Coordinate labeling data:
★ ★ ★ ★ ★ ★ ★

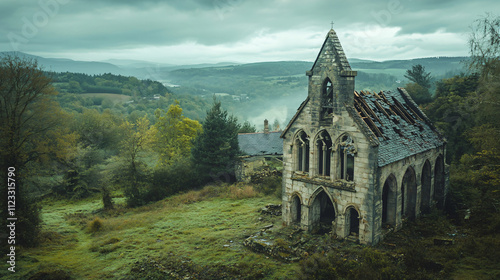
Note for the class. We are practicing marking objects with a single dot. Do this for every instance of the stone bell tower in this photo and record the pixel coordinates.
(331, 81)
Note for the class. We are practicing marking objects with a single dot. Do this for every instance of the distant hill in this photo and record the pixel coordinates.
(254, 91)
(68, 65)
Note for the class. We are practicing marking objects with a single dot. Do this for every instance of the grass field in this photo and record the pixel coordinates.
(205, 228)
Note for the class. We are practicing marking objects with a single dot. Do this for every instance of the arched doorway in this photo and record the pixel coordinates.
(389, 201)
(352, 222)
(323, 212)
(409, 186)
(296, 209)
(426, 182)
(439, 182)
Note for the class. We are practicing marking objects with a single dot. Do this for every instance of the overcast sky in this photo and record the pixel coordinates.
(209, 31)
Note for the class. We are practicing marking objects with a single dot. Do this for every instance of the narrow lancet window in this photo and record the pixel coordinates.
(324, 148)
(346, 157)
(302, 144)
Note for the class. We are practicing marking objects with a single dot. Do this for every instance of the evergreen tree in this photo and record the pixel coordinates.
(216, 148)
(418, 75)
(247, 127)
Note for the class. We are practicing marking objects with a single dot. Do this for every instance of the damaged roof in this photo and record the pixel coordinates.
(257, 144)
(400, 126)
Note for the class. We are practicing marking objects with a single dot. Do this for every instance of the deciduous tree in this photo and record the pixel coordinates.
(174, 134)
(32, 134)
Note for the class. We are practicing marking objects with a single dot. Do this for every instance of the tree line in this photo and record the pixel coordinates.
(73, 154)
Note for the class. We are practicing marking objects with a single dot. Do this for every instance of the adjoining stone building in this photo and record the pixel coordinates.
(358, 163)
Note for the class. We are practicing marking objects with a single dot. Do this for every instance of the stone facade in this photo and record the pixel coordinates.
(358, 163)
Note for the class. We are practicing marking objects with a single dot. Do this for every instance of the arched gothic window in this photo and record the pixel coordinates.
(324, 148)
(302, 144)
(346, 158)
(327, 99)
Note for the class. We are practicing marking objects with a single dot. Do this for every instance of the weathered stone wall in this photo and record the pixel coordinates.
(358, 194)
(398, 170)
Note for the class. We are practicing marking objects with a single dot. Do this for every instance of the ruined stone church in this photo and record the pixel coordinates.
(358, 163)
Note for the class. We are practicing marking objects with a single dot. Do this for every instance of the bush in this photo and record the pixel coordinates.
(370, 264)
(170, 180)
(269, 185)
(95, 225)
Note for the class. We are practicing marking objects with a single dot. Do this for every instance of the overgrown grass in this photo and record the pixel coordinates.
(206, 226)
(200, 234)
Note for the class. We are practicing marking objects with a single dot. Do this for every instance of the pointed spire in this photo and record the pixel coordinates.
(332, 52)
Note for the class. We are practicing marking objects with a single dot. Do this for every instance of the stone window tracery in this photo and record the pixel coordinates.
(324, 148)
(327, 99)
(302, 152)
(347, 150)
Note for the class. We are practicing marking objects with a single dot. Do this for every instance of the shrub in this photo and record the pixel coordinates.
(241, 192)
(270, 185)
(170, 180)
(95, 225)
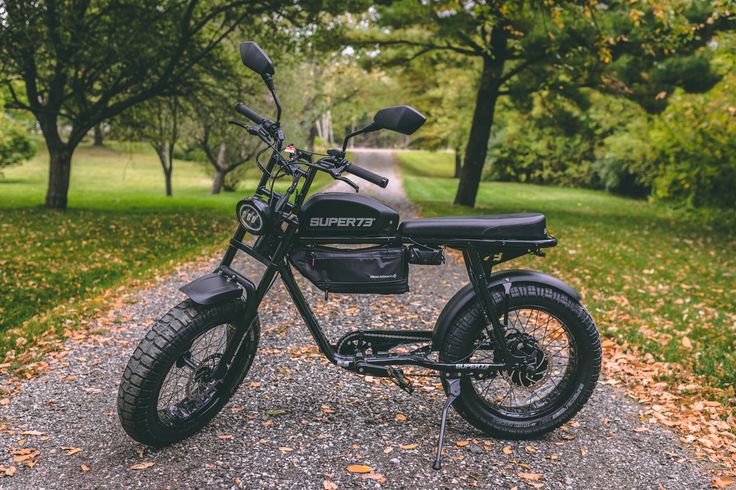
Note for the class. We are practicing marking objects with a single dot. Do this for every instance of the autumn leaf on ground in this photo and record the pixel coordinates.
(722, 482)
(34, 433)
(374, 476)
(529, 476)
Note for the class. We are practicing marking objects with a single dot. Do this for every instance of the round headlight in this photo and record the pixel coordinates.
(254, 215)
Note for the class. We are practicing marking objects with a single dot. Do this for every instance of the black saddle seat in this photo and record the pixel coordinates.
(517, 226)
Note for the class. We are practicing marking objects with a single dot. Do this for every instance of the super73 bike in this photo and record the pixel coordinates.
(517, 352)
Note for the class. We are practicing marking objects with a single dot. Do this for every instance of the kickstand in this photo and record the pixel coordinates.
(454, 385)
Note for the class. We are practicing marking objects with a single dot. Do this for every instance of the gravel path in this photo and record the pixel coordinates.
(298, 422)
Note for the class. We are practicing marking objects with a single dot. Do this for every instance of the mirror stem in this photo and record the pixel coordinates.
(365, 129)
(269, 83)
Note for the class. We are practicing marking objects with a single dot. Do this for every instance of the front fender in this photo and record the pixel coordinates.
(211, 289)
(467, 294)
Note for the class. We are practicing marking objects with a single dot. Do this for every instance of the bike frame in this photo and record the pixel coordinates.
(479, 256)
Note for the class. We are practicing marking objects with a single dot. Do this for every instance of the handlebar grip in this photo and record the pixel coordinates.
(367, 175)
(250, 113)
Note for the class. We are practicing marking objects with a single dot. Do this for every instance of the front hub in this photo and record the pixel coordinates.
(534, 363)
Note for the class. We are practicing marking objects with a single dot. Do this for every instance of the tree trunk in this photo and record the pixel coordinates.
(458, 162)
(480, 133)
(218, 181)
(485, 107)
(220, 170)
(59, 173)
(167, 165)
(98, 135)
(167, 177)
(312, 136)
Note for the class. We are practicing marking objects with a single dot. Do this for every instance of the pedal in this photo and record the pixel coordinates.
(397, 376)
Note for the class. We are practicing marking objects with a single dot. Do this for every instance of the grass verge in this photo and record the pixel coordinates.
(119, 226)
(652, 277)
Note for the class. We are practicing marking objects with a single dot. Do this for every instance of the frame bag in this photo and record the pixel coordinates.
(375, 270)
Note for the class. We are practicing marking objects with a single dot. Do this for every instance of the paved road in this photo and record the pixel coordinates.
(298, 422)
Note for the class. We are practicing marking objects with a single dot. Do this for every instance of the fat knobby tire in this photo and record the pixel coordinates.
(147, 368)
(469, 323)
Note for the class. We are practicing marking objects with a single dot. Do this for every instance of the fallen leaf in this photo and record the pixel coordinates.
(374, 476)
(687, 343)
(34, 433)
(722, 482)
(529, 476)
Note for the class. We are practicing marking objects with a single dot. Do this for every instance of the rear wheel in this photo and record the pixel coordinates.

★ ★ ★ ★ ★ ★ ★

→ OBJECTIVE
All lines from the one with "of the frame" through the final line above are to be quoted exactly; quote no other line.

→ TASK OUTPUT
Note for the class. We are practicing marking objects with a single dot. Do this for every instance of the frame bag in this photo and record the pixel coordinates.
(375, 270)
Note for the class. We are practicing marking objects with a single dot. Do this for every instance of the paved road in this photo and record the pixel coordinates.
(298, 422)
Note for the class. We are practicing marking objects with a single dot. Do this for every instance of the fat knobby tire in this photo and record the pixel coordinates.
(147, 368)
(469, 323)
Note for the class. We are practicing marking objects with a single dot. Do this for every instance of the fallen leaf in this photo and record the pixel coordinates.
(374, 476)
(687, 343)
(34, 433)
(722, 482)
(529, 476)
Note for the class. We are practicing marking objects with a single dot. Do this for every instance of the rear wheel in this photo and record the pixel coordinates.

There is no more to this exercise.